Exercise: Return the material below in full and exactly.

--- Start of Records shown ---

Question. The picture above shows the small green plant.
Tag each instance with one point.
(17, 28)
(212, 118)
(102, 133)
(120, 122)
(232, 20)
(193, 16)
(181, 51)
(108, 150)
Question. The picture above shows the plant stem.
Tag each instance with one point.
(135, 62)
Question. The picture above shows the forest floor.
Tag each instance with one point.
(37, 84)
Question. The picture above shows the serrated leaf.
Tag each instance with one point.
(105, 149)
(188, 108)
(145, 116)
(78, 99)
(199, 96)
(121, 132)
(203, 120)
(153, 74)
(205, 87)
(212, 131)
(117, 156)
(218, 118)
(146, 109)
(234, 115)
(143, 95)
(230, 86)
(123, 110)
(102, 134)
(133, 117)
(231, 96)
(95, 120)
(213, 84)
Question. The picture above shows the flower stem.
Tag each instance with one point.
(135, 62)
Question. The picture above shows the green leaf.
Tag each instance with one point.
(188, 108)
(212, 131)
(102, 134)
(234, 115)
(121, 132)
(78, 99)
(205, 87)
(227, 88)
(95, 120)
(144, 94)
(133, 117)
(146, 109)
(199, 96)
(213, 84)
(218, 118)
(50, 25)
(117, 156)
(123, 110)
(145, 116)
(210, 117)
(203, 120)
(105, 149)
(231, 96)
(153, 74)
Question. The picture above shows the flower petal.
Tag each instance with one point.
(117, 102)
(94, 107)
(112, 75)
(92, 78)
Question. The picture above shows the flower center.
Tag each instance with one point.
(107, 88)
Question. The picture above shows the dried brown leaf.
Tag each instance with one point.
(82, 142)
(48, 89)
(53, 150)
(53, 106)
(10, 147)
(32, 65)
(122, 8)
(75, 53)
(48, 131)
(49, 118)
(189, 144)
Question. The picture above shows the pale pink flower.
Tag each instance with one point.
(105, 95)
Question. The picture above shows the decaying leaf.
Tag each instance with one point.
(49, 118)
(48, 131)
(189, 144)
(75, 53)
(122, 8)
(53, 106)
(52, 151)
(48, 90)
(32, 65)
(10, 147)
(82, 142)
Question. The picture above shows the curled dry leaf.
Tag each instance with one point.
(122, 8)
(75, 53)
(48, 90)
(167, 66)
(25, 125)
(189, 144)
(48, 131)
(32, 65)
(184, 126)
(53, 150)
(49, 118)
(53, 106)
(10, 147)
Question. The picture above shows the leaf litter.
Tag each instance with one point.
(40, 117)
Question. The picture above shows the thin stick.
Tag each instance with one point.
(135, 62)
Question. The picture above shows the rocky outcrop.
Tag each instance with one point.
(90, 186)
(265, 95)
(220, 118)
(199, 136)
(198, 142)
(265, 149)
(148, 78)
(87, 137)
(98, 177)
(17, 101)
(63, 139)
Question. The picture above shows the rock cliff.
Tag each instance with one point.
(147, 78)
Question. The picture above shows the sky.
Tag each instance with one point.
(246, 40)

--- End of Records shown ---

Correct output:
Question. The picture above shows the small green plant.
Tag each instance with one point.
(17, 28)
(212, 118)
(102, 133)
(120, 122)
(232, 20)
(193, 16)
(181, 51)
(108, 150)
Question. The picture above shows the plant stem.
Tag each instance with one point.
(135, 62)
Question. The picture above shows the forest floor.
Tag each instance with one point.
(37, 84)
Question. The picture above shows the serrated leaf.
Tag each instance with one point.
(105, 149)
(188, 108)
(145, 116)
(78, 99)
(199, 96)
(121, 132)
(203, 120)
(153, 74)
(205, 87)
(212, 131)
(117, 156)
(218, 118)
(146, 109)
(234, 115)
(143, 95)
(230, 86)
(123, 110)
(102, 134)
(133, 117)
(231, 96)
(95, 120)
(213, 84)
Question. The picture above shows the flower stem.
Tag each instance with one point.
(135, 62)
Question. The picture above shows the green leaf.
Tag each instance with one point.
(188, 108)
(212, 131)
(102, 134)
(234, 115)
(121, 132)
(78, 99)
(205, 87)
(227, 88)
(95, 120)
(144, 94)
(133, 117)
(146, 109)
(199, 96)
(213, 84)
(218, 118)
(50, 25)
(117, 156)
(123, 110)
(145, 116)
(210, 117)
(203, 120)
(105, 149)
(231, 96)
(153, 74)
Question. The picture above shows the flower petal.
Tag each instance with one point.
(117, 102)
(94, 107)
(112, 75)
(92, 78)
Question. The picture above shows the flower center.
Tag each instance with one point.
(107, 88)
Question. The picture above shows the dried brown leaf.
Tag each instance with one point.
(82, 142)
(48, 89)
(53, 150)
(53, 106)
(10, 147)
(32, 65)
(122, 8)
(75, 53)
(48, 131)
(49, 118)
(189, 144)
Question. The picture above shows the pale pink flower.
Tag each instance with one point.
(105, 95)
Question. The picture above shows the decaying leaf.
Tag each instance with one point.
(49, 118)
(48, 131)
(189, 144)
(75, 53)
(122, 8)
(53, 106)
(52, 151)
(48, 90)
(32, 65)
(10, 147)
(82, 142)
Question. The picture above shows the curled dry leaf.
Tag each instance with one point.
(122, 8)
(75, 53)
(48, 90)
(167, 66)
(25, 125)
(189, 144)
(48, 131)
(32, 65)
(184, 126)
(53, 150)
(49, 118)
(53, 106)
(10, 147)
Question. The picture above shows the leaf litter.
Tag each instance with one point.
(40, 117)
Question. The picture above shows the thin stick.
Tag each instance with one point.
(135, 62)
Question. The picture above shows the rocky outcrop.
Tag each instance with one point.
(90, 186)
(265, 95)
(220, 118)
(199, 136)
(198, 142)
(265, 149)
(148, 78)
(87, 137)
(98, 177)
(17, 101)
(63, 139)
Question. The picture above shows the rock cliff.
Tag each instance with one point.
(147, 78)
Question. The picture above shows the sky.
Tag each instance with one point.
(246, 40)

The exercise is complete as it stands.